#### Tu objetivo
Organiza en una tabla Markdown el tramo de las entradas desde la línea que contiene "Locate the background turtle shell" hasta la que contiene "column 566, row 530", ambas incluidas, sin las líneas en blanco. Usa las columnas n, para el número de fila, y Línea, para el texto de cada línea.

#### Material proporcionado
★ ★ ★ ★
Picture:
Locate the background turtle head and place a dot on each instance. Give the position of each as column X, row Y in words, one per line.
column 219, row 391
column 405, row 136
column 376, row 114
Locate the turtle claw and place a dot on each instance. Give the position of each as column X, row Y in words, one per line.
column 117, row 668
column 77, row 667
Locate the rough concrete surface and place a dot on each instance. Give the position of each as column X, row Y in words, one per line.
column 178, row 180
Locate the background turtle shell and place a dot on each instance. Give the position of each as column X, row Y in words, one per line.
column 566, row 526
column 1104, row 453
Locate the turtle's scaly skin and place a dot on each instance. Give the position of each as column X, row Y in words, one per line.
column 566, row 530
★ ★ ★ ★
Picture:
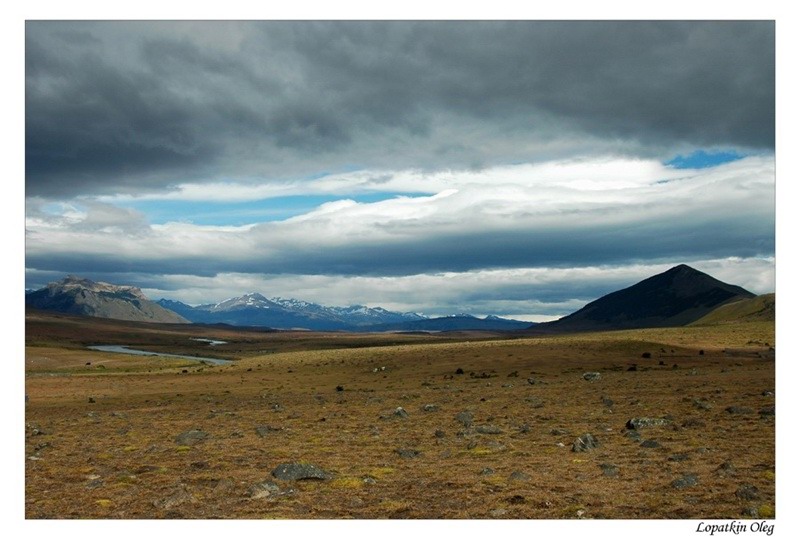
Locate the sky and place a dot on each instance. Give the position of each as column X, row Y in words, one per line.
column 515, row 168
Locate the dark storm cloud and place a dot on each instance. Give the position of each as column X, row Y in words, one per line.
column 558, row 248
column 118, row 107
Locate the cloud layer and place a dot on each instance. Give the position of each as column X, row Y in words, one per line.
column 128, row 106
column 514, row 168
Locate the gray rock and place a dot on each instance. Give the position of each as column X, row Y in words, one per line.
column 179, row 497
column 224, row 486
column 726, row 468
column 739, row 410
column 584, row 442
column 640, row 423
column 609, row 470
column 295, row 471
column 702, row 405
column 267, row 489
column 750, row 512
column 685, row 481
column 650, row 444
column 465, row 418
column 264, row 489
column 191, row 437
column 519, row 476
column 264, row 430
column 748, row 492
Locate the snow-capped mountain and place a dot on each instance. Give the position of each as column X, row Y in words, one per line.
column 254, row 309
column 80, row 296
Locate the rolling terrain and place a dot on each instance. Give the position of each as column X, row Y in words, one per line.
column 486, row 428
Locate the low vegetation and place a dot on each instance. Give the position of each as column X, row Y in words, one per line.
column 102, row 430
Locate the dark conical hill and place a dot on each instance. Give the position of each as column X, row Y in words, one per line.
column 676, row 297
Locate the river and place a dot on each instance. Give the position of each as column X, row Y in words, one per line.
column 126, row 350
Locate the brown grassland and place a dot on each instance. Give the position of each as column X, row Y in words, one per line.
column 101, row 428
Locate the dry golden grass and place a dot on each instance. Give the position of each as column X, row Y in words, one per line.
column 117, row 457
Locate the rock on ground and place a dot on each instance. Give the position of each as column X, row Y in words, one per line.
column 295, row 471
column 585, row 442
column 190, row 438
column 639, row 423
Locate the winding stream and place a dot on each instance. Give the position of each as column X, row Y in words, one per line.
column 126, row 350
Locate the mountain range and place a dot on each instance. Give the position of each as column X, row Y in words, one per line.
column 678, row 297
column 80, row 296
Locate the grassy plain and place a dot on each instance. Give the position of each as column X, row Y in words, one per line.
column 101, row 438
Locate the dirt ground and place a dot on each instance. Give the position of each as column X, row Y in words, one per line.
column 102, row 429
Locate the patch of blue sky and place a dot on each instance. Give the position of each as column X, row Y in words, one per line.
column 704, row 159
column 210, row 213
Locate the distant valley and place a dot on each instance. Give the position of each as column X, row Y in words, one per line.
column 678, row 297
★ ★ ★ ★
#### Respuesta completa
| n | Línea |
|---|---|
| 1 | Locate the background turtle shell and place a dot on each instance. Give the position of each as column X, row Y in words, one per line. |
| 2 | column 566, row 526 |
| 3 | column 1104, row 453 |
| 4 | Locate the turtle's scaly skin and place a dot on each instance. Give the position of each as column X, row Y in words, one per line. |
| 5 | column 566, row 530 |